What the task requires: When you reach the records, transcribe all of them exactly.

Available records:
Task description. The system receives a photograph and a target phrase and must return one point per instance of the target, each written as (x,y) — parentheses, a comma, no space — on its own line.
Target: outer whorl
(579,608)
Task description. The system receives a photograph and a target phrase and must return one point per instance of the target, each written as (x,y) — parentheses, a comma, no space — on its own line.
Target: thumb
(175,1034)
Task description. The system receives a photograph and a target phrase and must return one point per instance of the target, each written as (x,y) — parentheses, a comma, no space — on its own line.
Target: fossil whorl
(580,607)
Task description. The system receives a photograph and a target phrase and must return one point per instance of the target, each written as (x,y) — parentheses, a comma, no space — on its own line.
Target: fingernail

Result of this task:
Task description. The system receives a photograph and a target phrase and must return one point per instance of the target, each written as (x,y) — parentheses, a comma, no space — on its own line.
Target: outer whorl
(579,608)
Task description. The system receives a photograph and a target phrase and must return one point per instance of the target, each written as (x,y) — parentheses, a comma, no space — on its own line.
Target: thumb
(175,1034)
Task description. The system receives a photograph and a target phrase and must return one point per instance of the target, each written as (x,y) — parentheses, a comma, no space — on its own line.
Target: fossil whorl
(580,607)
Task description. The system receives a photograph and a target phrase and must return one point per instance of the target, each written as (x,y) — parentheses, a comma, no space — on its own line.
Target: fingernail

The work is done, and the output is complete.